• _The request_: Rewrite the rows with every "narrow paved road" changed to "gravel road" and nothing else altered. Leave the pictures out of your version.

Location ID entries
- - - - -
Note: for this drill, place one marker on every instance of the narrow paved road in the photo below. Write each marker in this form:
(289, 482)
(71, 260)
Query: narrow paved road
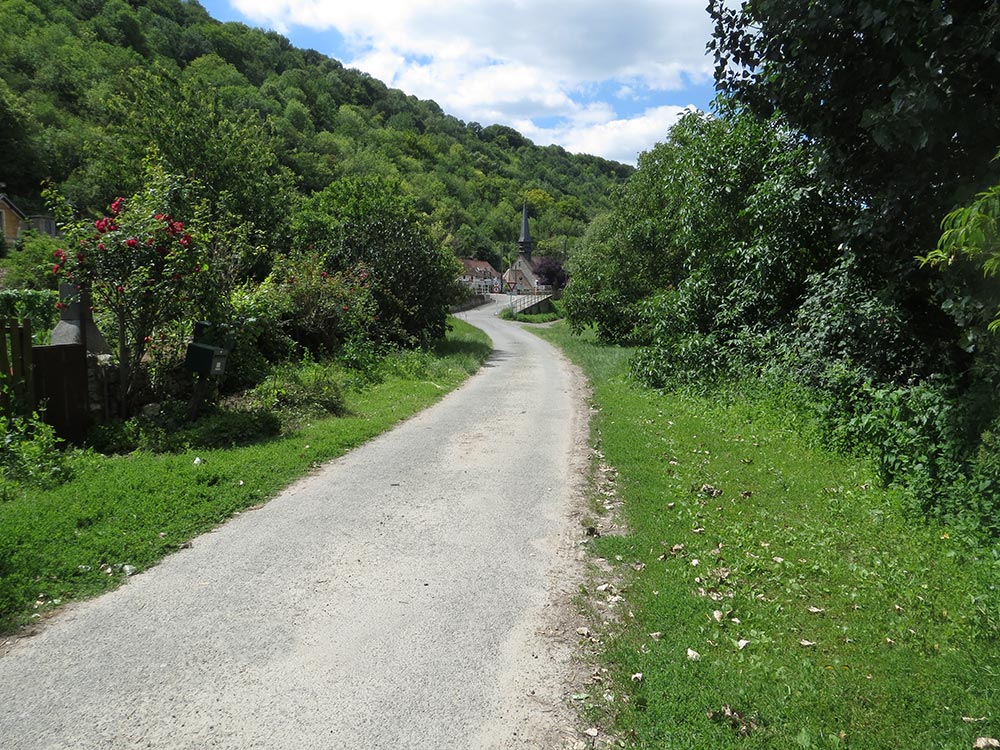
(398, 598)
- - - - -
• _Final answer_:
Note: for this drill, place one marker on every instance of the gravel road in the photo below. Write each marker in this form:
(289, 482)
(71, 260)
Query: gravel road
(398, 598)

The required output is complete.